> **WHAT THE TASK REQUIRES**: Reproduce verbatim the section of the bus stop passage from "It didn't feel" to "in that moment.".

> **TEXT PROVIDED**:
● ● ● ● ●

Driving to the grocery store, I noticed a man lying on the ground at the bus stop. Something in the way he was haphazardly lying there, told me it wasn't a natural nap position. I have seen countless homeless men and women lying on the ground to rest. I have seen even more college students, or bikers, resting in the grass as they wait for the bus. Nothing about this man's position communicated that he landed that way on the ground on purpose. His arm was akwardly behind his head and his legs didn't look natural.
Something didn't seem right.
I was driving, and only had a moment to process what I saw. I had to keep driving, or risk getting hit by the car behind me.
It didn't feel right though, driving away.
Every other car I saw was driving away. None of them were driving toward the man to help.
I sat at the light and processed what it meant that we live in a culture that dozens of cars would pass a man, not moving, lying on the ground in an unnatural way. It made me sad to be apart of the culture that was either too busy, too focused or too scared to care. (Does this remind you of a parable Christ told?)
The light turned green and I turned around to go back.
At the very same time that I drove up, two other cars had turned around and were stopping.
My faith in humanity being restored a little in that moment.

● ● ● ● ●

> **MATERIAL SUPPLIED**:
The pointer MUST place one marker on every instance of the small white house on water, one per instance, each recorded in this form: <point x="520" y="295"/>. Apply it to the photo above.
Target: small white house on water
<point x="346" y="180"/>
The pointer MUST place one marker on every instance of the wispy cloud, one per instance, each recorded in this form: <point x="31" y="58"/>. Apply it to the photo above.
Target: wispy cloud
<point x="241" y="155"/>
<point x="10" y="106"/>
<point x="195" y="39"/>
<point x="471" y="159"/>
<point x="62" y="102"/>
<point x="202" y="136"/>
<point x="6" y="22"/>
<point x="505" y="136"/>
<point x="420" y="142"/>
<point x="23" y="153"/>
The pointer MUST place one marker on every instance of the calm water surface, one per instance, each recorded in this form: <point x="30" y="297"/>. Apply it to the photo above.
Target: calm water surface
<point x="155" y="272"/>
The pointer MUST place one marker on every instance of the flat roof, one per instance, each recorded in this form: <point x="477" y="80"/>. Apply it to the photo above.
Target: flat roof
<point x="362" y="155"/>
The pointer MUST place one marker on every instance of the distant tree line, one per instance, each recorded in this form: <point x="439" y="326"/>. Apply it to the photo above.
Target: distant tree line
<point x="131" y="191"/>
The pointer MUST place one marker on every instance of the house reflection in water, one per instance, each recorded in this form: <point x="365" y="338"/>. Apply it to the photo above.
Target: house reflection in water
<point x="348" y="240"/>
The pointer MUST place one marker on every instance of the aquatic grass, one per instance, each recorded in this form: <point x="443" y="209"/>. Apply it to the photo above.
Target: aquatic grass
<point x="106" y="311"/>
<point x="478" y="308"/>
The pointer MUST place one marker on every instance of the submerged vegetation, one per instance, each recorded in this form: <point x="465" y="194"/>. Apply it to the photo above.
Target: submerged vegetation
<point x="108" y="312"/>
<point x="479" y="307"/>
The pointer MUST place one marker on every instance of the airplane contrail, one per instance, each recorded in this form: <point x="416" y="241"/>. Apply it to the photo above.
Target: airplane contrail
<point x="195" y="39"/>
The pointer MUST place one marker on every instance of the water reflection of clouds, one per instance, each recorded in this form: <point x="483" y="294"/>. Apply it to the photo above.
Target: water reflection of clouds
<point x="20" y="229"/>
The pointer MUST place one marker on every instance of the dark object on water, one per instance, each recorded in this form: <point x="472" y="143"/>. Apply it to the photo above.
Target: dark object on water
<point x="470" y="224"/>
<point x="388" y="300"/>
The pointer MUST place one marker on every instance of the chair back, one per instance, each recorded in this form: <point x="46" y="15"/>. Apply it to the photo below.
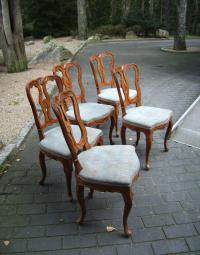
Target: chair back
<point x="44" y="100"/>
<point x="98" y="66"/>
<point x="123" y="76"/>
<point x="64" y="71"/>
<point x="59" y="108"/>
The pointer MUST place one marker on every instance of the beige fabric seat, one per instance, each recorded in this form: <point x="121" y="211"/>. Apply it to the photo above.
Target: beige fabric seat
<point x="147" y="117"/>
<point x="91" y="112"/>
<point x="111" y="94"/>
<point x="54" y="141"/>
<point x="109" y="165"/>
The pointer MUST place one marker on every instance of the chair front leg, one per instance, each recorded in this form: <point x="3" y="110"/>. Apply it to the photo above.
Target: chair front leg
<point x="68" y="168"/>
<point x="116" y="119"/>
<point x="123" y="134"/>
<point x="43" y="167"/>
<point x="81" y="200"/>
<point x="112" y="124"/>
<point x="149" y="140"/>
<point x="167" y="135"/>
<point x="138" y="139"/>
<point x="128" y="197"/>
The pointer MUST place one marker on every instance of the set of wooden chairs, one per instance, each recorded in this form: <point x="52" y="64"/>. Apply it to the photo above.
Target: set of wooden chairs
<point x="77" y="142"/>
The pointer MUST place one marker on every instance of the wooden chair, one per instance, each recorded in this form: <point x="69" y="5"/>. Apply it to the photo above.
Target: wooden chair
<point x="106" y="89"/>
<point x="92" y="114"/>
<point x="141" y="118"/>
<point x="104" y="168"/>
<point x="52" y="143"/>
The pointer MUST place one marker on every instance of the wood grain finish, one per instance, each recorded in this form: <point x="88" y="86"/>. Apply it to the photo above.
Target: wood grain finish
<point x="76" y="148"/>
<point x="122" y="81"/>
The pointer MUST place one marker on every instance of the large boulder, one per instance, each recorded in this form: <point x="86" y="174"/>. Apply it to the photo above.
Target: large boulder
<point x="130" y="35"/>
<point x="51" y="53"/>
<point x="161" y="33"/>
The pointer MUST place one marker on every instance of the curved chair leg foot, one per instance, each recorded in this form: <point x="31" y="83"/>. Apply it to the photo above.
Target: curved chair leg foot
<point x="43" y="167"/>
<point x="167" y="135"/>
<point x="90" y="194"/>
<point x="138" y="139"/>
<point x="127" y="196"/>
<point x="81" y="200"/>
<point x="149" y="140"/>
<point x="68" y="174"/>
<point x="112" y="125"/>
<point x="123" y="134"/>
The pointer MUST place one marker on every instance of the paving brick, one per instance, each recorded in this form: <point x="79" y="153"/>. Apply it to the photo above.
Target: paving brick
<point x="170" y="207"/>
<point x="31" y="209"/>
<point x="99" y="251"/>
<point x="14" y="221"/>
<point x="70" y="242"/>
<point x="44" y="243"/>
<point x="158" y="220"/>
<point x="7" y="209"/>
<point x="140" y="249"/>
<point x="30" y="231"/>
<point x="15" y="245"/>
<point x="19" y="199"/>
<point x="186" y="217"/>
<point x="112" y="238"/>
<point x="182" y="230"/>
<point x="194" y="243"/>
<point x="62" y="229"/>
<point x="148" y="234"/>
<point x="169" y="246"/>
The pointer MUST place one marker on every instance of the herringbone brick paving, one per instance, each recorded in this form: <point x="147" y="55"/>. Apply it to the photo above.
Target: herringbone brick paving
<point x="165" y="218"/>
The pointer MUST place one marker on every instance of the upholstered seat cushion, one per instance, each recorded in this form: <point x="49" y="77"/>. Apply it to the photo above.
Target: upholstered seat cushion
<point x="55" y="143"/>
<point x="91" y="111"/>
<point x="147" y="117"/>
<point x="111" y="94"/>
<point x="115" y="165"/>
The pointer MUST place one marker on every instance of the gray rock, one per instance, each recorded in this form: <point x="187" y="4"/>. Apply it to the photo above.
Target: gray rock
<point x="130" y="35"/>
<point x="29" y="43"/>
<point x="47" y="39"/>
<point x="161" y="33"/>
<point x="51" y="53"/>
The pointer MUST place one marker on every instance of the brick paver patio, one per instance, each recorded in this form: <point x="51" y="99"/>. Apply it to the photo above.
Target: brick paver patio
<point x="165" y="218"/>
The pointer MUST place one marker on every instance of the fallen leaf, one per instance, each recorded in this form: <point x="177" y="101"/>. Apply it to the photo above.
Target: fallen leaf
<point x="6" y="242"/>
<point x="110" y="228"/>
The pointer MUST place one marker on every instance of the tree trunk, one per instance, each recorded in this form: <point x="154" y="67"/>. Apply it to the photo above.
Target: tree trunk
<point x="11" y="35"/>
<point x="167" y="12"/>
<point x="179" y="38"/>
<point x="82" y="19"/>
<point x="113" y="13"/>
<point x="196" y="15"/>
<point x="126" y="7"/>
<point x="151" y="7"/>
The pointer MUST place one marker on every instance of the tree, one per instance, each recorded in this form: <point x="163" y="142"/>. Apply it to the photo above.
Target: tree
<point x="126" y="7"/>
<point x="11" y="36"/>
<point x="82" y="19"/>
<point x="179" y="38"/>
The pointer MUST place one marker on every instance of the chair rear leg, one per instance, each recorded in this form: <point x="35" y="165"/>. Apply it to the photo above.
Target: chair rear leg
<point x="123" y="134"/>
<point x="112" y="124"/>
<point x="81" y="200"/>
<point x="167" y="135"/>
<point x="138" y="138"/>
<point x="149" y="140"/>
<point x="128" y="197"/>
<point x="68" y="168"/>
<point x="43" y="167"/>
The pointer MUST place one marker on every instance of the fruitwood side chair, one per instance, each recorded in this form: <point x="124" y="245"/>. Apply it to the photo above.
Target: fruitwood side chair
<point x="141" y="118"/>
<point x="112" y="168"/>
<point x="92" y="113"/>
<point x="106" y="89"/>
<point x="52" y="143"/>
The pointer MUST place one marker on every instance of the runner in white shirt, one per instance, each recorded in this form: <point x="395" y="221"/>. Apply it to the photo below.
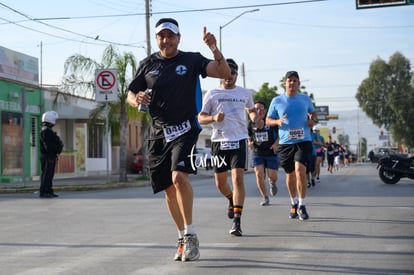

● ● ● ● ●

> **THE REPLY**:
It didn't feel right though, driving away.
Every other car I saw was driving away. None of them were driving toward the man to help.
I sat at the light and processed what it meant that we live in a culture that dozens of cars would pass a man, not moving, lying on the ground in an unnatural way. It made me sad to be apart of the culture that was either too busy, too focused or too scared to care. (Does this remind you of a parable Christ told?)
The light turned green and I turned around to go back.
At the very same time that I drove up, two other cars had turned around and were stopping.
My faith in humanity being restored a little in that moment.